(TASK INSTRUCTIONS): Find every line in the items below that contains the word "monitor" and copy each one out. Case counts.

(LISTED ENTRIES):
• • • • • • •
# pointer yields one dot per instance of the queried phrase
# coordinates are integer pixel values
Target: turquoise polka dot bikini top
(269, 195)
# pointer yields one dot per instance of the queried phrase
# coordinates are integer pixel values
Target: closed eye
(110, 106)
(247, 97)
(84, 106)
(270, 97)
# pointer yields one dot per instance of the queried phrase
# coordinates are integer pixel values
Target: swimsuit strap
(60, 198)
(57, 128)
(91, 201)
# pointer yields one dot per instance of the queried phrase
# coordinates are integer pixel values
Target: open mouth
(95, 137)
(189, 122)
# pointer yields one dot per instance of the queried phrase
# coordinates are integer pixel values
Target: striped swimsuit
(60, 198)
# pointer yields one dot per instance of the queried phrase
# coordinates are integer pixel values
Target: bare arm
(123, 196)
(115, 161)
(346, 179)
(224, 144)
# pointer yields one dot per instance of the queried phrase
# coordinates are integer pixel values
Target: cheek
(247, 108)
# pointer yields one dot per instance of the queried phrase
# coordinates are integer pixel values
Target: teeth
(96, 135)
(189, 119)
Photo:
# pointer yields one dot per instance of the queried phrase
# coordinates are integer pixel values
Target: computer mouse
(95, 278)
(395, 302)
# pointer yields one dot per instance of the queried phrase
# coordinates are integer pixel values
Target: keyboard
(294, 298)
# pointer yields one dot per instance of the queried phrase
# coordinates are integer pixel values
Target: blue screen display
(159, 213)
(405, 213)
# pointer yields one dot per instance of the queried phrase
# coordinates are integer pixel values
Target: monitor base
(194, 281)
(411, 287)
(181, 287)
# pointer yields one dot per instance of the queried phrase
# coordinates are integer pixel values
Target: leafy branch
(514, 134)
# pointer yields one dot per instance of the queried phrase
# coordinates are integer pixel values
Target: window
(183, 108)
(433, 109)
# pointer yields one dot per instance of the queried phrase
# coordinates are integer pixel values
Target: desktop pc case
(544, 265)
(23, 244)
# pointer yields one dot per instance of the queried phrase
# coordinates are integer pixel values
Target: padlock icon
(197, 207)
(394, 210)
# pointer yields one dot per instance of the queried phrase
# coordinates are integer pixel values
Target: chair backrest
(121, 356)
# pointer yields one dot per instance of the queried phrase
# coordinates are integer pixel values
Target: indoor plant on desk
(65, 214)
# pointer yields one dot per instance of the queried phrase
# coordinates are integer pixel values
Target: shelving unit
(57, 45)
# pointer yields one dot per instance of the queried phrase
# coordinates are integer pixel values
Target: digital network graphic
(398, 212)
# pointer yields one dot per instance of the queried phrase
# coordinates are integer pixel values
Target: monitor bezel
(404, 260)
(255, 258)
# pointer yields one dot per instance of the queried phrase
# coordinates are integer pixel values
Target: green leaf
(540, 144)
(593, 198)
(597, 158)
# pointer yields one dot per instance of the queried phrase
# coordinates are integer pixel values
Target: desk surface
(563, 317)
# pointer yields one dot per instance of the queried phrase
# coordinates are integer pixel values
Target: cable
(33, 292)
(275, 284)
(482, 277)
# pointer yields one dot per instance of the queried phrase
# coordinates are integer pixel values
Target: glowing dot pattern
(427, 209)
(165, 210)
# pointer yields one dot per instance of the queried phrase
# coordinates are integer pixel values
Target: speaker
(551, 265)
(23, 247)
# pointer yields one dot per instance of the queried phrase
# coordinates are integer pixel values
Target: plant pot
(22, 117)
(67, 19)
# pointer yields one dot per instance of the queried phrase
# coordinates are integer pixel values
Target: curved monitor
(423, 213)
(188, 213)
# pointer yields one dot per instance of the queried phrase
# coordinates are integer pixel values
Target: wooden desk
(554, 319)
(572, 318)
• • • • • • •
(RESULT OF THE TASK):
Target: monitor base
Target: monitor bezel
Target: curved monitor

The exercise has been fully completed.